Repeat all of the material exactly as given.

[begin Data for the task]

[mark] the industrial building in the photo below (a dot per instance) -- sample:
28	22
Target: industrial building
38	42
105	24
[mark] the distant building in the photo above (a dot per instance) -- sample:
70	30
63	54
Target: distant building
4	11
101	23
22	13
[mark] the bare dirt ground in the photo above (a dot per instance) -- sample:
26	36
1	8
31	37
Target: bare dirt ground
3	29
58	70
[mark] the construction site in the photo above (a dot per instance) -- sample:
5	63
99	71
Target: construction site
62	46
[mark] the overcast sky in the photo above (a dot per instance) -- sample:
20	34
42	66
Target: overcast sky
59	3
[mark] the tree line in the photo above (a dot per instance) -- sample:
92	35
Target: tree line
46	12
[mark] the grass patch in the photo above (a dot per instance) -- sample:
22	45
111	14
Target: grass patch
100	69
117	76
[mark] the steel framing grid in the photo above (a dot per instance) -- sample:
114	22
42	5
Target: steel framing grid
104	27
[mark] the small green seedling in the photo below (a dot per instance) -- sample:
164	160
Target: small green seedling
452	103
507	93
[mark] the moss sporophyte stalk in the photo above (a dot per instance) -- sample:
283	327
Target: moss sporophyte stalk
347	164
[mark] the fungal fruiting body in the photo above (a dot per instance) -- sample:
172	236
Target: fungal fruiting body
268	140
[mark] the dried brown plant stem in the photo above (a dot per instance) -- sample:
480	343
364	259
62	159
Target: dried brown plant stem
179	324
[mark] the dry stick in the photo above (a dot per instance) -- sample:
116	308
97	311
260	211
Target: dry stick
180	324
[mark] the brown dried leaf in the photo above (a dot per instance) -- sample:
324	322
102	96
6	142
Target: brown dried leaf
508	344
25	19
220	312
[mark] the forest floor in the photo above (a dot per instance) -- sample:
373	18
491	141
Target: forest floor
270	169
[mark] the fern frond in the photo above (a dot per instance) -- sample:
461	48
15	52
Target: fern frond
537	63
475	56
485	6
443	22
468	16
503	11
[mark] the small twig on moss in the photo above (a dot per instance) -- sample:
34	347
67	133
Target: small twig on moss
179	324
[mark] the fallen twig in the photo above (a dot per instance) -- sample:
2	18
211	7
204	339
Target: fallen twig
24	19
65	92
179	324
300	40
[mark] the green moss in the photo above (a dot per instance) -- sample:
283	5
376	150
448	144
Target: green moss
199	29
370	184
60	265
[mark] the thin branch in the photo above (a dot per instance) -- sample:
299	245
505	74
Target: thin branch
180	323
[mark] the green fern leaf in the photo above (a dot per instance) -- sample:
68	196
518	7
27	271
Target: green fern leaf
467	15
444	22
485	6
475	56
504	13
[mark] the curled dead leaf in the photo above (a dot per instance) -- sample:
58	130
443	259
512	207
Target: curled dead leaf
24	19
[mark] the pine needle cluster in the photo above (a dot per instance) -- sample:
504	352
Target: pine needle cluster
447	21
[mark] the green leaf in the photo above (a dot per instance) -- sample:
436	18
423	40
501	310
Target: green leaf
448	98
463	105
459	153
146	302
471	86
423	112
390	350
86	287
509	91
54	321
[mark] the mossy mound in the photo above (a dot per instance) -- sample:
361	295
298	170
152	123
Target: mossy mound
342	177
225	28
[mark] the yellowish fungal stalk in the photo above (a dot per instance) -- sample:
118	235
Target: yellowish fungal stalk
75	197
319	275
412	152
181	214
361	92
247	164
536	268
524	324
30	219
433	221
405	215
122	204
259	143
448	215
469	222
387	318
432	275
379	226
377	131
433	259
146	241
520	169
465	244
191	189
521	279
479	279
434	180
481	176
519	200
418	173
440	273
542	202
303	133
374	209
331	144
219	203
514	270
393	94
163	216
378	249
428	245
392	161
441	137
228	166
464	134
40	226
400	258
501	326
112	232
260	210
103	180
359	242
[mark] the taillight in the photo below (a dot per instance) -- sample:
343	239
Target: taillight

[end Data for the task]

**Solution below:**
[mark] the industrial building in the photo below (a dot per instance) -- sample:
28	22
Target: industrial building
38	42
105	24
[mark] the distant building in the photo above (a dot per instance) -- sample:
70	30
63	54
Target: distant building
4	11
101	23
22	13
[mark] the bare dirt ground in the photo above (a dot per instance) -- sample:
26	36
1	8
31	37
Target: bare dirt ground
3	29
58	70
[mark] the construction site in the photo above (a dot per instance) -- sample:
5	63
99	71
Target: construction site
62	46
[mark] the overcast sky in the photo above (a dot per instance) -- sample:
20	34
42	66
Target: overcast sky
59	3
[mark] the tree line in the photo above (a dot per instance) -- sample:
92	35
Target: tree line
46	12
[mark] the grass patch in the photo above (a dot per instance) -- sample:
22	45
111	14
Target: grass patch
100	69
117	76
[mark] the steel framing grid in the photo above (a dot per instance) -- sample:
114	22
42	5
Target: steel framing grid
104	27
[mark] the small green seedling in the photo below (a dot per instance) -- sample:
164	160
Target: small green seedling
452	103
507	93
[mark] the moss sporophyte stalk in the photo above (a dot per instance) -- sample:
283	327
Target: moss sporophyte stalk
347	164
[mark] the fungal fruiting body in the photo above (a dot per instance) -- sample:
172	236
Target: fungal fruiting body
268	140
[mark] the dried brown plant stem in the photo above (a dot per instance) -- sample:
480	343
364	259
62	159
Target: dried brown plant stem
179	324
[mark] the dry stick in the photo above (a dot per instance) -- sample:
116	308
97	311
260	211
Target: dry stick
180	324
[mark] the brown dried leaf in the photo above (a dot per instance) -- sample:
324	322
102	96
6	142
Target: brown dried leaf
508	344
25	19
220	312
[mark] the forest floor in the photo above (a dot per instance) -- sample:
373	18
491	141
Target: forest floor
270	169
[mark] the fern frond in the photo above (a dot per instance) -- sample:
461	48
15	52
Target: fern frond
537	63
475	56
485	6
443	22
468	16
503	11
[mark] the small twig on moss in the photo above (a dot per instance) -- sample:
34	347
67	133
Target: small twig on moss
179	324
[mark] the fallen twig in the photo above (a dot per instance) -- sample:
2	18
211	7
204	339
Target: fallen twig
24	19
65	92
179	324
300	40
[mark] the green moss in the photo above (a dot per instance) -- sample:
283	5
376	150
448	144
Target: green moss
199	29
370	184
60	265
[mark] the thin branch in the photo above (a dot per instance) -- sample:
299	245
505	74
Target: thin branch
180	323
[mark] the green fern leaf in the photo above (a dot per instance) -- sample:
68	196
518	7
27	271
Target: green fern leaf
467	15
444	22
485	6
475	56
504	13
[mark] the curled dead leaf in the photo above (a dot per instance) -- sample:
58	130
443	259
512	207
Target: curled dead leaf
24	19
[mark] the pine needle cluster in the photo above (a dot per instance) -- sample:
504	352
Target: pine needle cluster
447	21
[mark] the green leaf in the photo above (a dot per instance) -- sample:
436	18
423	40
501	310
Target: green leaf
448	98
463	105
459	153
146	302
471	86
423	112
390	350
86	287
509	91
54	321
[mark] the mossy mound in the photo above (a dot per instance) -- sample:
361	295
298	170
152	123
Target: mossy mound
342	177
225	28
[mark] the yellowish fungal stalk in the photo above (a dot per instance) -- sample:
118	235
Target: yellowish fungal stalk
75	197
319	275
412	152
181	214
361	92
247	164
536	268
524	324
30	219
433	221
405	215
122	204
259	143
448	215
469	222
387	318
432	275
379	226
377	131
433	259
146	241
520	169
465	244
191	189
521	279
479	279
434	180
481	176
519	200
418	173
440	273
542	202
303	133
374	209
331	144
219	203
514	270
393	94
163	216
378	249
428	245
392	161
441	137
228	166
464	134
40	226
400	258
501	326
112	232
260	210
103	180
359	242
[mark] the taillight in the photo below (a dot per instance) -- sample:
343	239
Target: taillight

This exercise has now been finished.